## Given problem
In the records, change "pretty-printed" to "indented" throughout the stretch from the line containing "Tag a single point on each instance of the blurred" through the end of the records, and give that stretch again with everything else unchanged.

---- Material to process

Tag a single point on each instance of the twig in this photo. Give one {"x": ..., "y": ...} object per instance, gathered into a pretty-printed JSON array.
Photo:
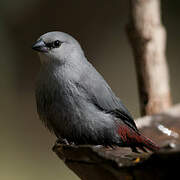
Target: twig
[{"x": 147, "y": 37}]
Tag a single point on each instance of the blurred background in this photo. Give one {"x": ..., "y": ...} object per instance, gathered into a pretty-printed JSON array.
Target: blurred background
[{"x": 99, "y": 26}]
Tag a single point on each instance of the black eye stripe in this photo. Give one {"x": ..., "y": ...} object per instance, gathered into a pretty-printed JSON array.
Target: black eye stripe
[{"x": 54, "y": 44}]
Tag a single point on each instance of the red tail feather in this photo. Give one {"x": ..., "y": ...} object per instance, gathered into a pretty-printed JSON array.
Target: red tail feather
[{"x": 134, "y": 139}]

--------

## Solved problem
Tag a single point on each instance of the blurred background in this photo. Give one {"x": ..., "y": ...} object per instance, gathered into a indented JSON array.
Target: blurred background
[{"x": 99, "y": 26}]
Tag a single point on each instance of the black eye stripe in this photo. Give one {"x": ..., "y": ...} object per instance, gathered into a indented JSON array.
Target: black eye stripe
[{"x": 54, "y": 44}]
Tag a single point on each instance of the red tail feather in this photo. Give one {"x": ..., "y": ...} object per instance, gathered into a indented JSON array.
Target: red tail feather
[{"x": 134, "y": 139}]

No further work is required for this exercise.